# What you will do
Reproduce the following lines verbatim, every character unchanged.

# Record extracts
• • • •
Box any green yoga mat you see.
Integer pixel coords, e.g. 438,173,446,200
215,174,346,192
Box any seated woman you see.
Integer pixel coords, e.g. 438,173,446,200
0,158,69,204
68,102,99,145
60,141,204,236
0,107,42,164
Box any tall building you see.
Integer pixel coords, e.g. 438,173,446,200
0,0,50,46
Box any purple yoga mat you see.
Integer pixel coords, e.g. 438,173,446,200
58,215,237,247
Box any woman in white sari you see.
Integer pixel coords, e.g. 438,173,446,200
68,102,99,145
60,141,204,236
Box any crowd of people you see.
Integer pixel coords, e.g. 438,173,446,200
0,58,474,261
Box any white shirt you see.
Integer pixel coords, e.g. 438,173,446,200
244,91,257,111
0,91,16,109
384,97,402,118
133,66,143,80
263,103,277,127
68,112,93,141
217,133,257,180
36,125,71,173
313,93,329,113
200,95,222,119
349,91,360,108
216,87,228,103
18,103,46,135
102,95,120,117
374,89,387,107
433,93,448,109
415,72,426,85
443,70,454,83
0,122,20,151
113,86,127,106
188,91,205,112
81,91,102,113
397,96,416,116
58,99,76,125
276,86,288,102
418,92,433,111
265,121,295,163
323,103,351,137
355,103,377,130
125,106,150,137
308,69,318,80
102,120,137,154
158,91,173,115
• • • •
# Full solution
Box any green yoga mat you see.
Integer pixel coords, e.g. 438,173,446,200
215,174,346,192
Box any seated woman you see.
Integer pixel coords, e.g. 438,173,446,200
0,158,69,204
68,102,99,145
60,141,204,236
0,107,42,164
Box any tall building you see.
Integer pixel coords, e.g. 438,173,446,200
0,0,50,46
Box any purple yoga mat you see.
Integer pixel coords, e.g. 438,173,446,200
58,215,237,247
Box any woman in white sari you see.
Integer pixel coords, e.g. 438,173,446,200
68,102,99,145
60,141,204,236
Box any crowd of people you see.
Integer pixel coords, e.g. 438,173,446,200
0,58,474,261
Box any white shirt you see.
Integer pixel coords, e.g. 438,173,446,200
244,91,257,111
0,91,16,109
384,97,402,118
133,66,143,80
263,103,277,127
68,112,93,141
217,133,257,180
36,125,71,173
313,93,329,113
200,95,222,119
349,91,360,108
216,87,228,103
18,103,46,135
102,95,120,117
374,89,387,107
433,93,448,109
415,72,426,85
443,70,454,83
0,122,20,151
113,86,127,106
188,91,205,112
81,91,102,113
397,96,416,116
58,99,76,125
276,86,288,102
418,92,433,111
265,121,295,163
323,103,351,137
355,103,377,130
125,106,150,137
308,69,318,80
102,120,137,154
158,91,173,115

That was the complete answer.